[Dataset excerpts — start]
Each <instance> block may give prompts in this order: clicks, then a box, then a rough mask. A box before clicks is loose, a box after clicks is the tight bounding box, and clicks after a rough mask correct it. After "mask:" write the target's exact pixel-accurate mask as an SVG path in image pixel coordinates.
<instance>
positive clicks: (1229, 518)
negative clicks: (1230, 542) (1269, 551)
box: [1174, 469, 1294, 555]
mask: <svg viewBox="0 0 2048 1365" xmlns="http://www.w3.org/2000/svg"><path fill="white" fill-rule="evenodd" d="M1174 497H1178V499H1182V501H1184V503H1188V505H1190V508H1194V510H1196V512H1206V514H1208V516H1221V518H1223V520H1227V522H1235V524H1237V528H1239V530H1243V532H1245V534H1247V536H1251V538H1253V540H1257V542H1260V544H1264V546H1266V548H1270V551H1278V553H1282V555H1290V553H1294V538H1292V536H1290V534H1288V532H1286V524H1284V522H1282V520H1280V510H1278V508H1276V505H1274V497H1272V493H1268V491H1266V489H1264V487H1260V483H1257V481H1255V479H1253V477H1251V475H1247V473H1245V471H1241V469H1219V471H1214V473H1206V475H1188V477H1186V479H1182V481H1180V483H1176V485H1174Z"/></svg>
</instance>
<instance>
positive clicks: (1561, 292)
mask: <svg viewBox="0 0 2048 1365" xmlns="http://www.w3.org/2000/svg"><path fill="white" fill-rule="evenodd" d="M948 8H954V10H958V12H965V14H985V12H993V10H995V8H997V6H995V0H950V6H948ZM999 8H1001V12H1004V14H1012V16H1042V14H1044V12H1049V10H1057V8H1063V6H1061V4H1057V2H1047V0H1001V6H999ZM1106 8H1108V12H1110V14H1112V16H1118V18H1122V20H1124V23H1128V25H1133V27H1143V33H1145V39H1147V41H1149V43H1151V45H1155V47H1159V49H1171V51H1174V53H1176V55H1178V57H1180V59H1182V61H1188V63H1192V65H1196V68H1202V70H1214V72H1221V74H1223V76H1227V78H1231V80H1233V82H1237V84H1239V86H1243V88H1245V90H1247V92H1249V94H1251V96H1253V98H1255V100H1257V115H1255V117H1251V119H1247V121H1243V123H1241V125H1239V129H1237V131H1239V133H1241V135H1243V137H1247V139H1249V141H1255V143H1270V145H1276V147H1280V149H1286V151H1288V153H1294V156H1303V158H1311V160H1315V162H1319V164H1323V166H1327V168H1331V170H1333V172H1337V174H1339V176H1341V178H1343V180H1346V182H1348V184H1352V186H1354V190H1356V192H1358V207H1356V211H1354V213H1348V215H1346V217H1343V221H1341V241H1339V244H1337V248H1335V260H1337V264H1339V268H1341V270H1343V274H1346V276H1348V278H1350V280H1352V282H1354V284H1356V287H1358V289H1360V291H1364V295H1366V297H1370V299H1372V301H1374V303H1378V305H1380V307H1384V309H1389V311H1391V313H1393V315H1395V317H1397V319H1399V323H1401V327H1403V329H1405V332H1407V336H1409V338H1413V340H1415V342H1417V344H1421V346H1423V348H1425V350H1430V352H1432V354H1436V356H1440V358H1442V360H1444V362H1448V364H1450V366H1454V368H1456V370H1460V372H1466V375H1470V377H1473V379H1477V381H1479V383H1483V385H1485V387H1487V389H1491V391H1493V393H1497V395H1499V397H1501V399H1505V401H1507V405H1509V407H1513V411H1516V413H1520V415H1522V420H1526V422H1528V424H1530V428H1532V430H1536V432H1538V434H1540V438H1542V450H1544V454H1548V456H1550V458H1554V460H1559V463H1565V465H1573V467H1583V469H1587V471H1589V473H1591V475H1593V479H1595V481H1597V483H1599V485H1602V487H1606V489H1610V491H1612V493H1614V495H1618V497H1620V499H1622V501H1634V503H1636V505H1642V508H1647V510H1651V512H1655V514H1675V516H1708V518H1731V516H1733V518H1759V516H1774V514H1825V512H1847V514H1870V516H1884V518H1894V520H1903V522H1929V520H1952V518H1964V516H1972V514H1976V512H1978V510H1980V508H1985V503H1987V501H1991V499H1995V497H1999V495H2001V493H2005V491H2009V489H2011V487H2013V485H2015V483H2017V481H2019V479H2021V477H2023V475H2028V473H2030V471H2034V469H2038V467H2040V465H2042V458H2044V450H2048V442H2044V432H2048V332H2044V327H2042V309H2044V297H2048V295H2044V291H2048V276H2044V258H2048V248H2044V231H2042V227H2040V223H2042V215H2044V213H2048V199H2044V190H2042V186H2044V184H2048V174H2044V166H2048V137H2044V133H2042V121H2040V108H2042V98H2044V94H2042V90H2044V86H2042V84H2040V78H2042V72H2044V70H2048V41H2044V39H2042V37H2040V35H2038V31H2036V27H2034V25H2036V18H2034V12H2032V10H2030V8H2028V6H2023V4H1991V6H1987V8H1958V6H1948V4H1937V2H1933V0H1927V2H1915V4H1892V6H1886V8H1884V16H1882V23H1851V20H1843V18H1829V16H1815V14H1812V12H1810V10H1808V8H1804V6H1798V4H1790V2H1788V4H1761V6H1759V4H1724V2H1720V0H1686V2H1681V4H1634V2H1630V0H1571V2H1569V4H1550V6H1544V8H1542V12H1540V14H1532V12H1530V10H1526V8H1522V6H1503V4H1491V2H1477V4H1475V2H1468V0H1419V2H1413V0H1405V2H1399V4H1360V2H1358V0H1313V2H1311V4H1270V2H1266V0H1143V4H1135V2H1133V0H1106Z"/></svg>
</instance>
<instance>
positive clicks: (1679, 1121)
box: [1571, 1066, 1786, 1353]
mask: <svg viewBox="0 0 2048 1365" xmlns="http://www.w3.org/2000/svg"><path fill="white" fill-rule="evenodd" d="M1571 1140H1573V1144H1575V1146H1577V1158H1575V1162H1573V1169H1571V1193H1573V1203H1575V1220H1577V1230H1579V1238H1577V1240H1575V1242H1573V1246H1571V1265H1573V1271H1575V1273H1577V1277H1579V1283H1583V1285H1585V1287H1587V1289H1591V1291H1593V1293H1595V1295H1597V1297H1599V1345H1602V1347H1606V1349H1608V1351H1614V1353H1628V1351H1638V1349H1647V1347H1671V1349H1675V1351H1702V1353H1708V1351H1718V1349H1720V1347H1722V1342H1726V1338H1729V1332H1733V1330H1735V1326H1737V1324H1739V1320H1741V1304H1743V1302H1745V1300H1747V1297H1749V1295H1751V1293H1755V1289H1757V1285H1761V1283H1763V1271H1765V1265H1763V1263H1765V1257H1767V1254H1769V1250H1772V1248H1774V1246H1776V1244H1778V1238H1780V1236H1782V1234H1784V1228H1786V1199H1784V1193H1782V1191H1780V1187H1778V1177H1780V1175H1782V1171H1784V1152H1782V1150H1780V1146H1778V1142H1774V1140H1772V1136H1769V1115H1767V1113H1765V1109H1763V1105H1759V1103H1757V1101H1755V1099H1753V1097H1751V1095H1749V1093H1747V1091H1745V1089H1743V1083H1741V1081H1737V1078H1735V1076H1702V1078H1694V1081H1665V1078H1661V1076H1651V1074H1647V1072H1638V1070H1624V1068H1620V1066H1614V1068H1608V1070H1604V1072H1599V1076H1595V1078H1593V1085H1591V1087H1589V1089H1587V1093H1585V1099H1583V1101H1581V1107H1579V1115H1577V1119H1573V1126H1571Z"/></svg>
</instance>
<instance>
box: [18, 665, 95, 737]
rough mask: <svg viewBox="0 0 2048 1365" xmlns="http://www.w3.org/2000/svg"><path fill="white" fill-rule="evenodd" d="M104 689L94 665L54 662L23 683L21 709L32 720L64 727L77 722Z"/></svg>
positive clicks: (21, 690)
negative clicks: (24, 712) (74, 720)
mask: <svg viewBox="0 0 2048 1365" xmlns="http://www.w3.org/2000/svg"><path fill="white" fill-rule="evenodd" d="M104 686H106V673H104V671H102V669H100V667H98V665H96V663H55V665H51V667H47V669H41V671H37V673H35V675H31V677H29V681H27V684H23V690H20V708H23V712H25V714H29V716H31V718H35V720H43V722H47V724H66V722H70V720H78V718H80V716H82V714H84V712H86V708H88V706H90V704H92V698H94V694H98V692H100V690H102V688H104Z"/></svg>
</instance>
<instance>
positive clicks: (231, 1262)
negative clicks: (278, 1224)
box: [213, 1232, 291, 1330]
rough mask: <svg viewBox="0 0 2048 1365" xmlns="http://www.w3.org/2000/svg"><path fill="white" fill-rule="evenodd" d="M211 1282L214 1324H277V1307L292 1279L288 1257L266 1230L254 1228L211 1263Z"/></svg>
[Dataset excerpts — finish]
Copy out, from the data above, every line holding the word "rough".

Each <instance> block may give prompts in this order: clicks, then a box, then a rough mask. A box before clicks is loose, a box after clicks is the tight bounding box, and clicks after a rough mask correct it. After "mask:" write the target's exact pixel-accurate mask as an SVG path in image pixel coordinates.
rough mask: <svg viewBox="0 0 2048 1365" xmlns="http://www.w3.org/2000/svg"><path fill="white" fill-rule="evenodd" d="M104 689L94 665L54 662L23 683L21 709L32 720L64 727L77 722Z"/></svg>
rough mask: <svg viewBox="0 0 2048 1365" xmlns="http://www.w3.org/2000/svg"><path fill="white" fill-rule="evenodd" d="M211 1282L214 1324H277V1307L292 1279L288 1257L266 1230L254 1228L211 1263Z"/></svg>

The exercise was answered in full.